▶ **PROBLEM DETAILS**:
Extract each line of the records below that contains the word "water".

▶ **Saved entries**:
= Beginning of Section =
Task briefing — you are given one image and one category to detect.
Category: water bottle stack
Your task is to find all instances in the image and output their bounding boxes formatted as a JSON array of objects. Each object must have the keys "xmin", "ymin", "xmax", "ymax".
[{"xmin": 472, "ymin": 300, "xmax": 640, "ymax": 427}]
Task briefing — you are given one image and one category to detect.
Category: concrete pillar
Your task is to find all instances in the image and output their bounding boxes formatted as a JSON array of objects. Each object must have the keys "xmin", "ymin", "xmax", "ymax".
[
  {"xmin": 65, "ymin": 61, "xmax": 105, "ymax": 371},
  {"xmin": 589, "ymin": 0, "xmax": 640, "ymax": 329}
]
= End of Section =
= Beginning of Section =
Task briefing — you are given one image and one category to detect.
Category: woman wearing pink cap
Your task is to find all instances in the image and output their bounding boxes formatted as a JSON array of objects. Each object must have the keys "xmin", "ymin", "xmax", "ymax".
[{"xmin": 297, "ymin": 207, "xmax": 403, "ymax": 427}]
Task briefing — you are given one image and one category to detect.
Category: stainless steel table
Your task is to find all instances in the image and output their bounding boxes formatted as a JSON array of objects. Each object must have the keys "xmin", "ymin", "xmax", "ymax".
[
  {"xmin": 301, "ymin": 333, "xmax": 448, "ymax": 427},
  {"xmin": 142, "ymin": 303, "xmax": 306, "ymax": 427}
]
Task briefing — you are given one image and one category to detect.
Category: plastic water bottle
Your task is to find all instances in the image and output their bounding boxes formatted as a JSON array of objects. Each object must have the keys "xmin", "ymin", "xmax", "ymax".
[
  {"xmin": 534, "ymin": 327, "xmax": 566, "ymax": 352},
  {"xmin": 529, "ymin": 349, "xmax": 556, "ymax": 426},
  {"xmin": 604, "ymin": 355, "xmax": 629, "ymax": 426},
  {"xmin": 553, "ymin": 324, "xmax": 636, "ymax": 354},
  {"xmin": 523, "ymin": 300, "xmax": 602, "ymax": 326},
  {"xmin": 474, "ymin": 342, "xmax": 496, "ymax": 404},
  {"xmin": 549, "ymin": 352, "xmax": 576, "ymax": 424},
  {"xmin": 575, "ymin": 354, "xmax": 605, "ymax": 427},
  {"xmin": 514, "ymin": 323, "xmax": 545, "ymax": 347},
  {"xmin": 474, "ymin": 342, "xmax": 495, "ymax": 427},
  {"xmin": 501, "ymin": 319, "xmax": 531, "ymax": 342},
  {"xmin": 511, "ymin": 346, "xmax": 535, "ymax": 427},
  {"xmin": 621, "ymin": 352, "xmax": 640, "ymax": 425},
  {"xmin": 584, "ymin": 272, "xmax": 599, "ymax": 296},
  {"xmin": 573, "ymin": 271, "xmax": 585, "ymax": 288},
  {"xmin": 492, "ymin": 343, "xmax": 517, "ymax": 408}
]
= End of Section =
▶ **SOLUTION TO THE PROBLEM**:
Category: water bottle stack
Category: plastic water bottle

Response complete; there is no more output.